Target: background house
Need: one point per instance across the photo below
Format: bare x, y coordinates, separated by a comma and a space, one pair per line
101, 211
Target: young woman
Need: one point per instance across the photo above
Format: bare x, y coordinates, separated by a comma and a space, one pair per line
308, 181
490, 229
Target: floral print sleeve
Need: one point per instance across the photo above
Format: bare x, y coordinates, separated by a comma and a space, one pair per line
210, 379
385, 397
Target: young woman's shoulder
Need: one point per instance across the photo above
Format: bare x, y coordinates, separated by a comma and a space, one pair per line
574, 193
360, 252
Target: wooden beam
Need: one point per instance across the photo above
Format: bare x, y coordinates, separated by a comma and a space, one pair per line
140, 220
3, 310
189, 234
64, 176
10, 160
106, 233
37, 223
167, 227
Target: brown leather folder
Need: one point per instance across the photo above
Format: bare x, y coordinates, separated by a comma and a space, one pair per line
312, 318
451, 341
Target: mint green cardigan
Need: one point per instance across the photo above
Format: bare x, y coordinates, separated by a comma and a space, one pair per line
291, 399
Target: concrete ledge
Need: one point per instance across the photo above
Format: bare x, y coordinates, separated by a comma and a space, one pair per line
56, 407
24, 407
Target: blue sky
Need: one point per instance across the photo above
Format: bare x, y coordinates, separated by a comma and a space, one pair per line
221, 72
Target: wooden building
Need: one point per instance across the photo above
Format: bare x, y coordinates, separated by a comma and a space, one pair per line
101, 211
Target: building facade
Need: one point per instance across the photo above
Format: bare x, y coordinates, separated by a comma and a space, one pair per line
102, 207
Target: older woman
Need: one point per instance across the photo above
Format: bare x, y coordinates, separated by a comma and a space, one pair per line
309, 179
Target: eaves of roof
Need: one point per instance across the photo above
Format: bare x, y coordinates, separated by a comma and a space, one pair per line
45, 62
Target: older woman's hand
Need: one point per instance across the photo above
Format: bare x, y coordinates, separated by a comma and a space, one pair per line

= Task goal =
Render everything from the line containing "Target: mint green cardigan" down to the end of the data as a numbered list, leaving out blank lines.

= Written response =
1. Target: mint green cardigan
2. Need: one point per instance across the photo above
3. Format: bare x, y coordinates, separated by a comma and a space, one pair per line
4. 291, 399
5. Target: concrete ledge
6. Need: one point per instance across the photo above
7. Format: bare x, y coordinates, separated by a comma and a space, one pair per line
8. 56, 407
9. 24, 407
10. Target: blue sky
11. Need: one point per instance across the photo above
12. Format: bare x, y coordinates, separated by a comma and a space, one pair per line
13. 221, 72
14. Target: wooden building
15. Need: one point per instance across the photo above
16. Format: bare x, y coordinates, separated by a comma and a space, one pair per line
17. 101, 211
18. Target: building facade
19. Need: one point per instance across the photo above
20. Format: bare x, y coordinates, separated by a comma and a space, one pair per line
21. 102, 207
22. Target: older woman
23. Need: one point per instance across the photo above
24. Format: bare x, y coordinates, separated by a comma and a space, one pair per line
25. 309, 179
26. Target: eaves of roof
27. Need: one point per instance across the photo above
28. Format: bare x, y coordinates, separated by a comma and a space, one pair per line
29. 45, 62
30. Target: older woman's hand
31. Need: one point per instance across the photo above
32. Format: bare x, y coordinates, separated by a comma and a space, one pair per line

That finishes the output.